Provided text:
[start]

No cause of death was announced. Jones entered hospice care last month as his health sharply declined after he suffered complications from a broken hip he sustained in a fall, and he had been on leave since then.

When he was re-elected to a 13th term in November, Jones was the only House Republican nationwide to run unopposed.

Rep. Mark Meadows, R-N.C., chairman of the conservative House Freedom Caucus, announced Jones' death on Twitter on Sunday afternoon.

Jones wasn't a member of the Freedom Caucus, but he supported many of its positions in his 24 years serving the 3rd District of North Carolina.

He was a deeply Christian orthodox conservative of the pre-Donald Trump era, strongly supporting the military and just as strongly opposing taxes, same-sex marriage and abortion.

Jones ignored his party's leaders in 2012 when he voted against extending tax increases enacted during the administration of Republican President George W. Bush (a vote that cost him his seat on the Financial Services Committee), and he was the only House Republican to vote against the Republican tax bill in 2017 — he said the measure would add too much to the national deficit.

[end]

Data lines:

[start]

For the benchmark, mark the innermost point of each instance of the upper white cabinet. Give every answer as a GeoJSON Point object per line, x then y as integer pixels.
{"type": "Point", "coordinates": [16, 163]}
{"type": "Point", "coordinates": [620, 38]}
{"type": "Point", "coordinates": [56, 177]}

[end]

Your instructions: In the passage about Jones, transcribe the section that begins with "Rep. Mark Meadows, R-N.C., chairman" and ends after "of North Carolina.", matching the original word for word.

Result of the exercise:
Rep. Mark Meadows, R-N.C., chairman of the conservative House Freedom Caucus, announced Jones' death on Twitter on Sunday afternoon.

Jones wasn't a member of the Freedom Caucus, but he supported many of its positions in his 24 years serving the 3rd District of North Carolina.